╔══

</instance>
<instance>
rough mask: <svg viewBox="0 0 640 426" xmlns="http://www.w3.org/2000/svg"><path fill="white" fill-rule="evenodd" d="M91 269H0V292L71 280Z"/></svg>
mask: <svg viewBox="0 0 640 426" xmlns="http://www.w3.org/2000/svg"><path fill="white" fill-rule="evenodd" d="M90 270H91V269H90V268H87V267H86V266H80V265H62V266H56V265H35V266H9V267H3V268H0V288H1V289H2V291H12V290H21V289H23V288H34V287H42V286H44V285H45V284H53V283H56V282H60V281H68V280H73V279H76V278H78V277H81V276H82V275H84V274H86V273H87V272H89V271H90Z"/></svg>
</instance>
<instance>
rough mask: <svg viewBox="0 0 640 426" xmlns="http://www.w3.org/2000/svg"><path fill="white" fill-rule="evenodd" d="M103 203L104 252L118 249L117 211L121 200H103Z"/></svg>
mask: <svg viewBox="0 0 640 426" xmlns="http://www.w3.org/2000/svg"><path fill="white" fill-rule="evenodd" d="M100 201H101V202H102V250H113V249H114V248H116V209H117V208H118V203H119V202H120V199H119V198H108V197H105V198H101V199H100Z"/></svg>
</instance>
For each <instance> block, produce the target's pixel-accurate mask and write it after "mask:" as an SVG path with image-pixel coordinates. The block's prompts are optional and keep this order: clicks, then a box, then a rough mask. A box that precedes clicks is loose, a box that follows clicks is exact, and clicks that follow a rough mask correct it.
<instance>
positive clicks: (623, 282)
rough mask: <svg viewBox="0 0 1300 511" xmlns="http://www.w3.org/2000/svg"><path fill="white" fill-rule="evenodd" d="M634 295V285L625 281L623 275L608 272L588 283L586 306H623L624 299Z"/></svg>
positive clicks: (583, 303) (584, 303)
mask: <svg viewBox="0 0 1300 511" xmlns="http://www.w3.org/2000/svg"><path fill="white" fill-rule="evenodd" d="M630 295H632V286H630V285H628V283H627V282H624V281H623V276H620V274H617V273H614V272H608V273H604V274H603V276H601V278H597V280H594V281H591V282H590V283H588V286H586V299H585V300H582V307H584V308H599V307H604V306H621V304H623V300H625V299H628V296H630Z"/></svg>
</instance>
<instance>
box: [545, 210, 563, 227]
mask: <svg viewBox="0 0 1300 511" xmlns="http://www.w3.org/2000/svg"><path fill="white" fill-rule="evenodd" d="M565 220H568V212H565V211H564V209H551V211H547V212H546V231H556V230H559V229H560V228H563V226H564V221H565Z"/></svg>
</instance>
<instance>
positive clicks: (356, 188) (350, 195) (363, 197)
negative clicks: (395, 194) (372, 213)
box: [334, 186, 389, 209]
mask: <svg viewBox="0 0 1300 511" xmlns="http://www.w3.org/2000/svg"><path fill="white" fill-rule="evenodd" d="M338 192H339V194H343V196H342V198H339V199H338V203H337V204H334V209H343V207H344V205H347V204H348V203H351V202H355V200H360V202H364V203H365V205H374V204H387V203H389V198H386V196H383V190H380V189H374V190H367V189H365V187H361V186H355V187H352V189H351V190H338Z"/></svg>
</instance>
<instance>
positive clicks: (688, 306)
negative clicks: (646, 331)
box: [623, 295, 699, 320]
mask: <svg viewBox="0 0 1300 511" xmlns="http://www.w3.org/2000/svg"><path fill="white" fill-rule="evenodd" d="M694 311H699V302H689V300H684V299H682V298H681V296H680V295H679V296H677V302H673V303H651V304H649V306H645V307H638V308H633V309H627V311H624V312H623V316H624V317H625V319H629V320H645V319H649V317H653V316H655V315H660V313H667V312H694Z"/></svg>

╚══
╔══

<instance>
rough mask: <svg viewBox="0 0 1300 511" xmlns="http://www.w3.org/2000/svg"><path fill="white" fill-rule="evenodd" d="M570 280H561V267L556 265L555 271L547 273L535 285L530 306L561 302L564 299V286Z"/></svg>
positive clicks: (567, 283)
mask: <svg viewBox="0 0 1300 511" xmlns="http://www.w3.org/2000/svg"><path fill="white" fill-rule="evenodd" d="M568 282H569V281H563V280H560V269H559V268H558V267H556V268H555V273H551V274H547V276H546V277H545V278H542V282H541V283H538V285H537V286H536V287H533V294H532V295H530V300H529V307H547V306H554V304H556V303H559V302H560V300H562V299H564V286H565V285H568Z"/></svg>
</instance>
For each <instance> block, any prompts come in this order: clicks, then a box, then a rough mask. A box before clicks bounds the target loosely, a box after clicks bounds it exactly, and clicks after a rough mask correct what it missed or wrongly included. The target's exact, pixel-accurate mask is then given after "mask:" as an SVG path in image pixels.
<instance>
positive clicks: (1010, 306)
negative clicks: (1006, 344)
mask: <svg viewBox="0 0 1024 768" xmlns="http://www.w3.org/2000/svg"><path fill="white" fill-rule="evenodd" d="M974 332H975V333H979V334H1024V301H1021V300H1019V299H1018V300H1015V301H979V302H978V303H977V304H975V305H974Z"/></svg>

╚══

▸ EXERCISE DESCRIPTION:
From the entries above, collect every line with the string "prompts" in it.

▸ SOLUTION:
For each <instance> block, produce the target's pixel-accurate mask and write it after "mask:" as an SVG path with image-pixel coordinates. The block's prompts are optional and keep this order: clicks, then a box, then a rough mask. A box that precedes clicks is loose, a box that follows clicks is exact, and clicks that follow a rough mask correct it.
For each <instance> block, any prompts come in this order: clicks, then a box, then a rough mask. A box before clicks bounds the target loosely, a box after clicks bounds it exactly, and clicks after a rough mask correct what it missed or wrongly included. The target's exact, pixel-accurate mask is then given after "mask:" as an SVG path in image pixels.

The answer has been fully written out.